The lines from the one containing "the cream colored" through the end of the entries are what to output; reproduce them exactly and add nothing.

→ Region pointing data
§

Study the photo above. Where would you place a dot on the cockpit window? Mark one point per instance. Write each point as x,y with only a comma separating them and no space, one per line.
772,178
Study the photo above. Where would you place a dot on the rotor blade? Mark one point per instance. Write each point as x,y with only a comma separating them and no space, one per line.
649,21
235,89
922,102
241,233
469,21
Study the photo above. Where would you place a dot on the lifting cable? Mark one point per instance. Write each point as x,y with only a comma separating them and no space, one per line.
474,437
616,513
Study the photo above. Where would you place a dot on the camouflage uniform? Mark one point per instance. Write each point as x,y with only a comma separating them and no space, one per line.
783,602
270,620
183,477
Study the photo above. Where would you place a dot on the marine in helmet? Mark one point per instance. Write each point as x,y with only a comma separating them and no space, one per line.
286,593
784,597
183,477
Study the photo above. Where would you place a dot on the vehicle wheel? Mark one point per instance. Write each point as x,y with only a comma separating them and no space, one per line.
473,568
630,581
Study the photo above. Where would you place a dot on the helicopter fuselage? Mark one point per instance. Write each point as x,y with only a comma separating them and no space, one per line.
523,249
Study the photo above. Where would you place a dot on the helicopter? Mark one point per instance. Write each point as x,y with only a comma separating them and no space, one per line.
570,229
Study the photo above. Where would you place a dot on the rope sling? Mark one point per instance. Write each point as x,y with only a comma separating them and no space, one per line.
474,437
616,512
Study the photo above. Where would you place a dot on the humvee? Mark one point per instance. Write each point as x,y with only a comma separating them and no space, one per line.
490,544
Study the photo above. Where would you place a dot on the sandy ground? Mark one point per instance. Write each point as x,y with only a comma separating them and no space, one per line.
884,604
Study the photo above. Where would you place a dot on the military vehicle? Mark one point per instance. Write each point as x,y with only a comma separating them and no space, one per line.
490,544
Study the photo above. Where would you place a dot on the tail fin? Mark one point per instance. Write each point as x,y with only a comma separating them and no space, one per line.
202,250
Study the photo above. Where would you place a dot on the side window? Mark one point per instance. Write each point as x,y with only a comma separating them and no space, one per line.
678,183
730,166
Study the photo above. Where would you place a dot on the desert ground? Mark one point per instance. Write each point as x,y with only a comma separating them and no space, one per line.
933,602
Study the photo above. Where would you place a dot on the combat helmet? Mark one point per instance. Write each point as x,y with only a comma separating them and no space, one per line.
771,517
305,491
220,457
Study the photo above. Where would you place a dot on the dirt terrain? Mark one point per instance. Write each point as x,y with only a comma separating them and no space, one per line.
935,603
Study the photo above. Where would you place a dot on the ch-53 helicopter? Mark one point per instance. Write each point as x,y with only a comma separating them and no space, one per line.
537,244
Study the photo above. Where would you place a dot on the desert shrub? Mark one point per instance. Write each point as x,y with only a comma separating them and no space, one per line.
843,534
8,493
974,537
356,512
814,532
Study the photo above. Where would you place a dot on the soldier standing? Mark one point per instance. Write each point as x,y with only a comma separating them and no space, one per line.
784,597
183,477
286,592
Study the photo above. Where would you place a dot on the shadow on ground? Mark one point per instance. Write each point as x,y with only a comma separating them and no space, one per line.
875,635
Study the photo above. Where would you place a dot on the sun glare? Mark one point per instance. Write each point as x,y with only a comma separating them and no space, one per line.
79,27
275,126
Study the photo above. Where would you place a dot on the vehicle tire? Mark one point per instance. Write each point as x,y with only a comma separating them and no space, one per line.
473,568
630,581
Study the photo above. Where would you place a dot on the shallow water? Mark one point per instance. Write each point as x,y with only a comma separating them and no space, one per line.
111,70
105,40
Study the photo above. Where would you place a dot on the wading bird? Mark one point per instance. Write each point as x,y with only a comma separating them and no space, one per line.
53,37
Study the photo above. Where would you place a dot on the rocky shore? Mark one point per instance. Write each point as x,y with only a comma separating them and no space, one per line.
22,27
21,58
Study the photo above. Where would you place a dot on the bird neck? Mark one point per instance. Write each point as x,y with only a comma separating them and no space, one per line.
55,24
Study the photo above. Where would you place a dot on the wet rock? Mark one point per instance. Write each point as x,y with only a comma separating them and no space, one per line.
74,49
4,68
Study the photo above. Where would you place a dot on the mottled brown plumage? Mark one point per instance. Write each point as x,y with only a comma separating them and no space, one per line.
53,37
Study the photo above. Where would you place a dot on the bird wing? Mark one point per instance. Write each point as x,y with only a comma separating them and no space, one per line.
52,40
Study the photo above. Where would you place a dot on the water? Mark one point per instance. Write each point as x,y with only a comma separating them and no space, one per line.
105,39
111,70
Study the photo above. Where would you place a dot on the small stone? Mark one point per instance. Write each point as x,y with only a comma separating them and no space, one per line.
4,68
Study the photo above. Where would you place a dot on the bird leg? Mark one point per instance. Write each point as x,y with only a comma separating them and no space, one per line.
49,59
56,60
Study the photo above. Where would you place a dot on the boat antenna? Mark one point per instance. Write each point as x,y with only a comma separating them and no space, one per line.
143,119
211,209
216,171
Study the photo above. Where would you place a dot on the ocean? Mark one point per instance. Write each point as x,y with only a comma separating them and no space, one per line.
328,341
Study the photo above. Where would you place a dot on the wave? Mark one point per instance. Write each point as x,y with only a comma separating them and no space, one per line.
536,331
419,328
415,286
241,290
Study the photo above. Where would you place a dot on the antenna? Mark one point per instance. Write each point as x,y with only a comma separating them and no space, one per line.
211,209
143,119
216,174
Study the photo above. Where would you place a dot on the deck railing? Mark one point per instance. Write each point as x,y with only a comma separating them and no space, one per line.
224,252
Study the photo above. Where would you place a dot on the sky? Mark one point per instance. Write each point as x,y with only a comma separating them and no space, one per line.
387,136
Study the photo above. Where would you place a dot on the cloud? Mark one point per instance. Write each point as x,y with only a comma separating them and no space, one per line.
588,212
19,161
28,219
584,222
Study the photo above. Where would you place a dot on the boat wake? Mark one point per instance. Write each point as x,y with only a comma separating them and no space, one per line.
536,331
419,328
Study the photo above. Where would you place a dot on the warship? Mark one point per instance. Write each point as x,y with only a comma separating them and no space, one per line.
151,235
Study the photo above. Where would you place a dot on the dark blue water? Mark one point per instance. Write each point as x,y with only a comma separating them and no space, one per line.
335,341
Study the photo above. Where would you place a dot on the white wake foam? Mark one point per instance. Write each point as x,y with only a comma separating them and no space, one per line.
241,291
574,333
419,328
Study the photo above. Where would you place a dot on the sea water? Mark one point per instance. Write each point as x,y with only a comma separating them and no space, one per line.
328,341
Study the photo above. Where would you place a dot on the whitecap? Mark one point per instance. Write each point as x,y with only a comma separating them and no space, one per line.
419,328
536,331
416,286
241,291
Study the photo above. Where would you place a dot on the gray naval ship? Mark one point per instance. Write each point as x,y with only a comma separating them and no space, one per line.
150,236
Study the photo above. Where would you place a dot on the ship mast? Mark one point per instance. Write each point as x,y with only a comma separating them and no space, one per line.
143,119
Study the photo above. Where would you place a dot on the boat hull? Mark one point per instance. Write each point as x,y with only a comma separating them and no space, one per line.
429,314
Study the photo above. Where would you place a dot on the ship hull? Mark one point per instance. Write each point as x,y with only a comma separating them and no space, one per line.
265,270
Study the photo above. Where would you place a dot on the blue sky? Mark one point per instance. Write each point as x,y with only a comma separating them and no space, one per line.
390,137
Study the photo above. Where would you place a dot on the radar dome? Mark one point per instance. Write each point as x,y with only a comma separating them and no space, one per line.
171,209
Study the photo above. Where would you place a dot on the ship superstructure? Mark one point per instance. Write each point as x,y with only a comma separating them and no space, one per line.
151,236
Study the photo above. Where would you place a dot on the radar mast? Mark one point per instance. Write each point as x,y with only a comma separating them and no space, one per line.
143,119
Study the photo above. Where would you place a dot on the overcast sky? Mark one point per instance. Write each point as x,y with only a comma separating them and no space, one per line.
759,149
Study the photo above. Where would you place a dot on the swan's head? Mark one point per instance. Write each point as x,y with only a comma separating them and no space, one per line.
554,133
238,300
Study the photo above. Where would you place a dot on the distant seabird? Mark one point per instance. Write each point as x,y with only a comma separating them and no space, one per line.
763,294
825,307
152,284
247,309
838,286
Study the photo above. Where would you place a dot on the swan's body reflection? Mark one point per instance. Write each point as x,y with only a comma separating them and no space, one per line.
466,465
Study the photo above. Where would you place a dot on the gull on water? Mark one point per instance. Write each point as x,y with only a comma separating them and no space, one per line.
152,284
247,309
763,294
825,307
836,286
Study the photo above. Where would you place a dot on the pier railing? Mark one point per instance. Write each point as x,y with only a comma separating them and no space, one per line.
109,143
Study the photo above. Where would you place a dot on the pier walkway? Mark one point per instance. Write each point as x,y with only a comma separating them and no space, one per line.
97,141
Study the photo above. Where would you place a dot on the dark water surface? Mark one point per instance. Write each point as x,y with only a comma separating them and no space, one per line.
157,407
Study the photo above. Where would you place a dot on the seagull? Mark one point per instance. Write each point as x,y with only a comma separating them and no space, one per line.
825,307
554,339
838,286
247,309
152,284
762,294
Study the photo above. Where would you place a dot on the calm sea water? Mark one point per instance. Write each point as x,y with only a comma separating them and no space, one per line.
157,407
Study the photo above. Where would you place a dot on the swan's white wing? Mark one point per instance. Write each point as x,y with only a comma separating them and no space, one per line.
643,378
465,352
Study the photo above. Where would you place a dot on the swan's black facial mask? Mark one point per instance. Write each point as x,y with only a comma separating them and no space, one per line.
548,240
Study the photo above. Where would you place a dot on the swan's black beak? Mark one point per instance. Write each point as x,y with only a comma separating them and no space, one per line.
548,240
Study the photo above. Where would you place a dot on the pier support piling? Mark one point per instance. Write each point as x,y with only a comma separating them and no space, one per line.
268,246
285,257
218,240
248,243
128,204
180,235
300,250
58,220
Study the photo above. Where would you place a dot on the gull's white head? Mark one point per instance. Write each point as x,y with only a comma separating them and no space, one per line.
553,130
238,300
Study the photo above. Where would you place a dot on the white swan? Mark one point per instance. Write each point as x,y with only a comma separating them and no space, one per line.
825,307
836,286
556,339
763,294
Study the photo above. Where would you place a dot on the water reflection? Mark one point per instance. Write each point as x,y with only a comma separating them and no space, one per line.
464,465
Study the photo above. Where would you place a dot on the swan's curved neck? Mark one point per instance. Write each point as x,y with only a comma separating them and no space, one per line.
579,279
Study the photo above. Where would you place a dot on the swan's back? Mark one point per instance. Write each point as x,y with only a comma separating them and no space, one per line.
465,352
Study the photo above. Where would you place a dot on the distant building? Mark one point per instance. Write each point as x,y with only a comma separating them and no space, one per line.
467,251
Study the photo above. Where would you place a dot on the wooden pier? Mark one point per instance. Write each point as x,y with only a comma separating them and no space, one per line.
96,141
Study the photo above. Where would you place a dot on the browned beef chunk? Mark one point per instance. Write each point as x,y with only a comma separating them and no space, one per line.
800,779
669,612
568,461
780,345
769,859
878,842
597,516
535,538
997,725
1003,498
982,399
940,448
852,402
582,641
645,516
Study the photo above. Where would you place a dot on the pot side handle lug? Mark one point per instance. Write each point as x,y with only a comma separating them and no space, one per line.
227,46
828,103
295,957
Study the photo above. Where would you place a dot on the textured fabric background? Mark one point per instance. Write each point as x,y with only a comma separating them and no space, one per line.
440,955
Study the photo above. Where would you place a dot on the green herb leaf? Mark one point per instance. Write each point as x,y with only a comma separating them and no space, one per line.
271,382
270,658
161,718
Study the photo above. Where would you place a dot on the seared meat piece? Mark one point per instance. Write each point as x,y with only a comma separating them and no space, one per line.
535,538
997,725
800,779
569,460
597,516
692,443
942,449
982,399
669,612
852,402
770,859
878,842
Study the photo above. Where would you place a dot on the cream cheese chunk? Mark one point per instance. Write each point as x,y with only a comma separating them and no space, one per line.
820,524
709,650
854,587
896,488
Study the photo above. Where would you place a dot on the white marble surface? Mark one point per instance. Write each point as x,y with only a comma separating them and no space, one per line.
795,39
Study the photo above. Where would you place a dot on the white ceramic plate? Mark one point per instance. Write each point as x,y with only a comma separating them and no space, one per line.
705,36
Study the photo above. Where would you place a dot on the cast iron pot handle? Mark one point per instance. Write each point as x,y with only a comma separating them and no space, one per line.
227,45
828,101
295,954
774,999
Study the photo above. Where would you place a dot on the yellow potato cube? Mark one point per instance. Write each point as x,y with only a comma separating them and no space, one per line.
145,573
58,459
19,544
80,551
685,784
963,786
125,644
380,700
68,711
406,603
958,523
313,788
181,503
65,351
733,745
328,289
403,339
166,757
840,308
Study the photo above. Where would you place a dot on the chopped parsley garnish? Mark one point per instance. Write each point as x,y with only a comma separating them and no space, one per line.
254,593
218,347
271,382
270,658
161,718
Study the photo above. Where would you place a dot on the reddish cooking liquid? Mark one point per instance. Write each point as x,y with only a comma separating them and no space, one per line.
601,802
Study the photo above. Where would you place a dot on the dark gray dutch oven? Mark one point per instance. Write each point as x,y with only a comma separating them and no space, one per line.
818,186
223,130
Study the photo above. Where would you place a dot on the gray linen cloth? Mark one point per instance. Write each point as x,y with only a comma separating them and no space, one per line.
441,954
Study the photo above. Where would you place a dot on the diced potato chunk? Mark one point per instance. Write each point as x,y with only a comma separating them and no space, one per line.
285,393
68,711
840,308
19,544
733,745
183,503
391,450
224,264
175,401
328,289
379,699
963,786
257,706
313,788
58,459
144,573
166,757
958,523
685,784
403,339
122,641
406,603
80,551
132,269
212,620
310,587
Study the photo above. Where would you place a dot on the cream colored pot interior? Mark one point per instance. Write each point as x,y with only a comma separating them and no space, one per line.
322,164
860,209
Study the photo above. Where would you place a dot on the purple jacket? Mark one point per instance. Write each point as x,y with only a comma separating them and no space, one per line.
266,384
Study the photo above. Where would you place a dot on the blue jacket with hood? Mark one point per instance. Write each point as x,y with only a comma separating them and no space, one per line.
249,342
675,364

§

→ EXERCISE RESPONSE
Study the photo above. Where would you place a dot on the cream colored pot interior? Mark one point per instance. Write each point as x,y with only a comma separating them and no space, one per line.
322,164
860,209
Study the photo above. Where would you place a dot on the purple jacket? Mark one point per instance. Write each point as x,y with only a comma separating them and no space, one per line.
266,384
Study the photo above. Where would you place a dot on the blue jacket with hood? Mark one point per instance. Write each point as x,y with only a comma separating them and no space, one per line.
249,342
675,364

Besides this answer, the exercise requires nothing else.